» TASK MATERIAL:
####

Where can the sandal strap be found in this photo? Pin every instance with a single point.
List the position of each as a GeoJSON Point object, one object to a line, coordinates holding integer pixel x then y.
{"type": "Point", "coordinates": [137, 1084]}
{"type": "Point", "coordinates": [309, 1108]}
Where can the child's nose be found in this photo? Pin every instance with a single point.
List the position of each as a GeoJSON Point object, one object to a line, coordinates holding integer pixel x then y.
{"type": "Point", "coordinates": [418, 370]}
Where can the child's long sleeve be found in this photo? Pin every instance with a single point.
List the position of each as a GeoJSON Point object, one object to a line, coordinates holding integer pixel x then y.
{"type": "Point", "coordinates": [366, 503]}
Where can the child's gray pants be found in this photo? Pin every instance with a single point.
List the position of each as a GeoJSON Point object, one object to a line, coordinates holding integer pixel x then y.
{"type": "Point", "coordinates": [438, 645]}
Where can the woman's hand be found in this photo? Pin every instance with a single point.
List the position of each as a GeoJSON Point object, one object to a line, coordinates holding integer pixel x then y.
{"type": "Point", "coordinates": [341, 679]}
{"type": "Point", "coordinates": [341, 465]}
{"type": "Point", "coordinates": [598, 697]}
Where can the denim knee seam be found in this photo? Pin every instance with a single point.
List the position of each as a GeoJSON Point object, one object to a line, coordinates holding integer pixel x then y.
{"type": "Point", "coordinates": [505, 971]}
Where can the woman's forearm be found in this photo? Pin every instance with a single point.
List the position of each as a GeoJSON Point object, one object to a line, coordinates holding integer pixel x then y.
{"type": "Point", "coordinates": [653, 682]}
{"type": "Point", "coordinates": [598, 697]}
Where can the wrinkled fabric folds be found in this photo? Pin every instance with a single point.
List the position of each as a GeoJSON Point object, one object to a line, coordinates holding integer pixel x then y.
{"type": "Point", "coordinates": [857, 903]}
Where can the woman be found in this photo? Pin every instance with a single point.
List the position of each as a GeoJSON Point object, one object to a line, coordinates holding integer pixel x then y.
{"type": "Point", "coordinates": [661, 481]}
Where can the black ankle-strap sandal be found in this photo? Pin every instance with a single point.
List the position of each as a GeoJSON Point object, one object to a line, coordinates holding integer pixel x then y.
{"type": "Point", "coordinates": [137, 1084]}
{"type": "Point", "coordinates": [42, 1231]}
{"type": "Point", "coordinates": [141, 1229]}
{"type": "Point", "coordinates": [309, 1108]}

####

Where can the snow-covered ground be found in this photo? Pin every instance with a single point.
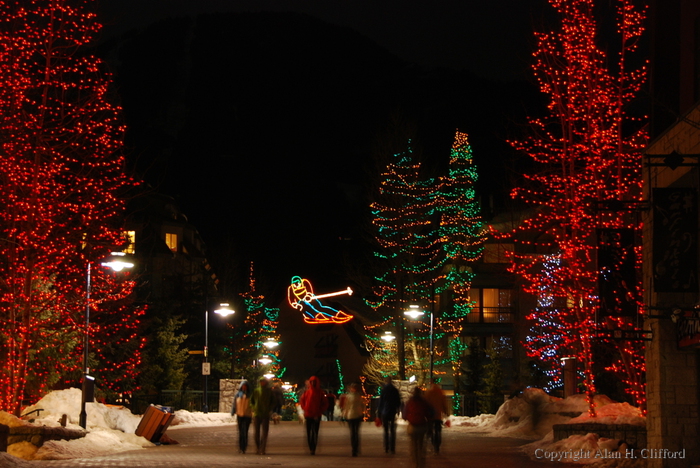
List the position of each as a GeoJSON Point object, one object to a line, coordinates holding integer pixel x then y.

####

» TASK STATEMENT: Collect every line of the rows above that contains the string "sandal", treating uppercase and lowercase as different.

» WORKED SOLUTION:
Where can the sandal strap be found in this photo? Pin every instance with a single point.
Where can the black ankle-strap sandal be found in this photo? Pin every instance with a single point.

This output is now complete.